## Given instruction 1:
List every line of the records that contains the string "ocean", copying each such line in full.

## Page text:

>>>>

Instructions to shed may be sent from the control center 202 to the electricity meters 106 (shown as arrow 712) or the load control switch 204 (shown as arrow 714) of the premises of each Group upon the power line frequency 116 reaching the corresponding disconnect threshold frequency. Alternatively, if the load control switches 204 were intelligent load control switches, then each intelligent load control switch may monitor the voltage frequency 116 and disconnect specific loads within the premises upon determining that the power line frequency 116 has reach the disconnect threshold frequency associated with the specific loads the premises.
FIG. 8 illustrates an example block diagram of the electricity meter 106.
The electricity meter 106 may comprise one or more processors (e.g., processors 802) communicatively coupled to memory 804. The processors 802 may include one or more central processing units (CPUs), graphics processing units (GPUs), both CPUs and GPUs, or other processing units or components known in the art. The processors 802 may execute computer-executable instructions stored in the memory 804 to perform functions or operations with one or more of components communicatively coupled to the one or more processors 802 and the memory 804 as described above with reference to FIGS. 1-7 . Depending on the exact configuration of the electricity meter 106, the memory 804 may be volatile, such as RAM, non-volatile, such as ROM, flash memory, miniature hard drive, memory card, and the like, or some combination thereof. The memory 804 may store computer-executable instructions that are executable by the processors 802.

<<<<

## Given instruction 2:
Translate into Spanish the following sentence from the passage on electricity meters: "The memory 804 may store computer-executable instructions that are executable by the processors 802."

## Supplied data:

>>>>

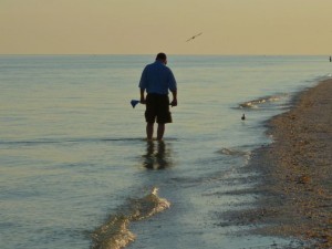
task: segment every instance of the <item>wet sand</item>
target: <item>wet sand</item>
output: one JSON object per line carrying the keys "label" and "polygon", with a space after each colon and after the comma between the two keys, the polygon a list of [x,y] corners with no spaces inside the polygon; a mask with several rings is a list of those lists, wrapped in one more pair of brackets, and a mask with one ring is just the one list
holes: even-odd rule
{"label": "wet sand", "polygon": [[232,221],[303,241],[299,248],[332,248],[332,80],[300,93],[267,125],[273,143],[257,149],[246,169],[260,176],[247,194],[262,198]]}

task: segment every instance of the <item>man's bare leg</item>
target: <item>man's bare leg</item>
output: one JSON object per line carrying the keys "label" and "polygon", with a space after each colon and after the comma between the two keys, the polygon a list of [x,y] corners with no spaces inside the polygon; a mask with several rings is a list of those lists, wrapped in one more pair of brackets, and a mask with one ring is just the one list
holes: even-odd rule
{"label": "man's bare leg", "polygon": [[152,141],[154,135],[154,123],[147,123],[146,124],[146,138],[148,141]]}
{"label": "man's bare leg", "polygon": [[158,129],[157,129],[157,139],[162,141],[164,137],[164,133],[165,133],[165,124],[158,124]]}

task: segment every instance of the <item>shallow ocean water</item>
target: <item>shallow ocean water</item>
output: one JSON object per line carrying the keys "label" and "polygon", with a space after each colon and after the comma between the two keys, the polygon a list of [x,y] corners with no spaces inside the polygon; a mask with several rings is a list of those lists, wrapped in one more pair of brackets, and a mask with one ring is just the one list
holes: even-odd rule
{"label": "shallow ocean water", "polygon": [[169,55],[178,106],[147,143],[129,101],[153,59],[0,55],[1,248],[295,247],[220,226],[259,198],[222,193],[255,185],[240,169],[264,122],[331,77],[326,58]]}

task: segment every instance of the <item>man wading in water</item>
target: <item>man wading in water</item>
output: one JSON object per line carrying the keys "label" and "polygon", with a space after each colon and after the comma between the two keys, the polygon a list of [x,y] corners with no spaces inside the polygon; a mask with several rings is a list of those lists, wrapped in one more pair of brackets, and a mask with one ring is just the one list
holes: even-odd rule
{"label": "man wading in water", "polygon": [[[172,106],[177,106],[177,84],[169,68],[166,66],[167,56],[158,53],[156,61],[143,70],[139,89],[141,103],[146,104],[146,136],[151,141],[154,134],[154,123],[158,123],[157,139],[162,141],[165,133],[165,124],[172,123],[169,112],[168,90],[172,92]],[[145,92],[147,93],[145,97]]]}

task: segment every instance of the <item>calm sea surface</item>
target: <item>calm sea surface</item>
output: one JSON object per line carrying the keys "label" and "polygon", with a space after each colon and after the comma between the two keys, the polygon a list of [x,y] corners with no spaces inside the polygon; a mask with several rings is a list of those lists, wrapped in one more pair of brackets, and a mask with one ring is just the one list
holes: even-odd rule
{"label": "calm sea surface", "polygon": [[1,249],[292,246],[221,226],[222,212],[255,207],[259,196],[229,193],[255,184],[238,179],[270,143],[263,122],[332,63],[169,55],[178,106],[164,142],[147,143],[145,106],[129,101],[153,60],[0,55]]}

<<<<
>>>>

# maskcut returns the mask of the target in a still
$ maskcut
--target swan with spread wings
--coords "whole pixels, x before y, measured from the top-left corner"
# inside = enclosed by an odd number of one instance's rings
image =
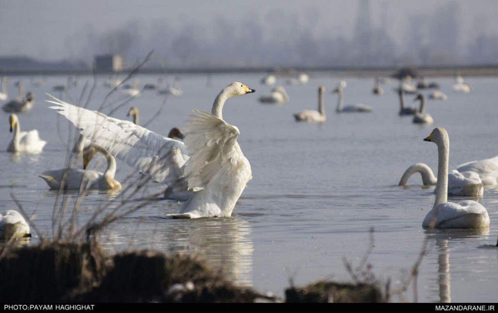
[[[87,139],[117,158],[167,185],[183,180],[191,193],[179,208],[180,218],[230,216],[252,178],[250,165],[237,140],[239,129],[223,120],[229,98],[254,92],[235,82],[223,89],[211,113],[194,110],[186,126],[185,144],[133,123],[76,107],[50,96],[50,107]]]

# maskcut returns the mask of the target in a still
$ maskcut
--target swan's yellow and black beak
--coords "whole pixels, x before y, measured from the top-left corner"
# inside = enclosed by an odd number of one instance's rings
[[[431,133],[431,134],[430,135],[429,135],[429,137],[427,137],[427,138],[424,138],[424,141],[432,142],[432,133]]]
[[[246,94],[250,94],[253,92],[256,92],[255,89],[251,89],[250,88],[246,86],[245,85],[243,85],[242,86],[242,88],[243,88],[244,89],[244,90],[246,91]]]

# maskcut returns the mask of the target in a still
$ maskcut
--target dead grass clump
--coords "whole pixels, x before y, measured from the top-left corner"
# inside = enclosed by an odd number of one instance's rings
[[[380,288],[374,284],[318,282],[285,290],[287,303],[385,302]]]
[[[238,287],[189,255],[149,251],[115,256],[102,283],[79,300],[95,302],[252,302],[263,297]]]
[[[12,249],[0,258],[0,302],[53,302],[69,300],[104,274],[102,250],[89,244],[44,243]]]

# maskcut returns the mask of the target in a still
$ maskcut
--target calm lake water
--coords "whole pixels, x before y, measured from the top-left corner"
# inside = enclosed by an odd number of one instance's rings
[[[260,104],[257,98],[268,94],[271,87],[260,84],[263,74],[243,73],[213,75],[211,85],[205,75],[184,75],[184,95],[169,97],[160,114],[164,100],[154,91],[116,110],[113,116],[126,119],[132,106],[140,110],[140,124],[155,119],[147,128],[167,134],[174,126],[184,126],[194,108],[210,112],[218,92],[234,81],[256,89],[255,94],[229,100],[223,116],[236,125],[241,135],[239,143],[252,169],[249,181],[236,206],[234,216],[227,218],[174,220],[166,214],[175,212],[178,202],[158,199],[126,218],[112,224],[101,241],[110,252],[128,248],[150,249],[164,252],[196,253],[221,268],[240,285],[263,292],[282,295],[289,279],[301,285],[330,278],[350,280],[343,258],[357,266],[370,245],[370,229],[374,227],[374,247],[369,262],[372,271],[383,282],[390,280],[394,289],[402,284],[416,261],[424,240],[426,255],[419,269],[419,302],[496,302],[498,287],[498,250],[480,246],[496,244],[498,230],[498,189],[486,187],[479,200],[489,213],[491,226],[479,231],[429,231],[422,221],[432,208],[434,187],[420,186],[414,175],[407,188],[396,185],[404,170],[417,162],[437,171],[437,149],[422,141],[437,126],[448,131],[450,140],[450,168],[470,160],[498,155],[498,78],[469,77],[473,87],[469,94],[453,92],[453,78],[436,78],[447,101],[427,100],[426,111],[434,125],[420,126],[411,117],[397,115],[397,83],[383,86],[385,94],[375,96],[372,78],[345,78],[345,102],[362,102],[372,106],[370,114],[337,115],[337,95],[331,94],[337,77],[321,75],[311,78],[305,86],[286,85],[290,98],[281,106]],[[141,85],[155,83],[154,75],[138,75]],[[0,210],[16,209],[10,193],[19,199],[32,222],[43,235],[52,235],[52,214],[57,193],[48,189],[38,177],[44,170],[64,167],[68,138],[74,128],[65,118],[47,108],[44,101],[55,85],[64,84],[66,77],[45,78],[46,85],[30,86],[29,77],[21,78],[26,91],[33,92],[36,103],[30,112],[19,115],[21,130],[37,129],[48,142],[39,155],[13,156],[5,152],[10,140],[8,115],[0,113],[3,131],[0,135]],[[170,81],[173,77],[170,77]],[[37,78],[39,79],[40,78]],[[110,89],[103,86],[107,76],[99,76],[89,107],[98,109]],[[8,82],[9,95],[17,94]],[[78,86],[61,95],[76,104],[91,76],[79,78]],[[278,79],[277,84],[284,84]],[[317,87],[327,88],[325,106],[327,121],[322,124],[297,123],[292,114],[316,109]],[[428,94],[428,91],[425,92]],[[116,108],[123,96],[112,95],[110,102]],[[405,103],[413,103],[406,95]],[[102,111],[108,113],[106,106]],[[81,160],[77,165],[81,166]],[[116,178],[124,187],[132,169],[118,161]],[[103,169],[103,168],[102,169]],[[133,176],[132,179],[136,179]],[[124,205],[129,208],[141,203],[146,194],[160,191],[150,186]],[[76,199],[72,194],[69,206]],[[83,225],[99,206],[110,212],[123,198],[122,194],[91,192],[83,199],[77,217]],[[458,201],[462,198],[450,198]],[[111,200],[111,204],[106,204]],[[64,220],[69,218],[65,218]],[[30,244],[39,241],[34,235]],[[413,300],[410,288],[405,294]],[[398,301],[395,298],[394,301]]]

<<<<

## Written response 1:
task: segment every instance of the <item>shallow ocean water</item>
target: <item>shallow ocean water</item>
{"label": "shallow ocean water", "polygon": [[169,55],[178,106],[147,143],[129,101],[153,59],[0,55],[1,248],[295,247],[220,226],[259,198],[222,193],[255,185],[240,169],[264,122],[331,77],[326,58]]}

## Written response 2:
La memoria 804 puede almacenar instrucciones ejecutables por computadora que son ejecutables por los procesadores 802.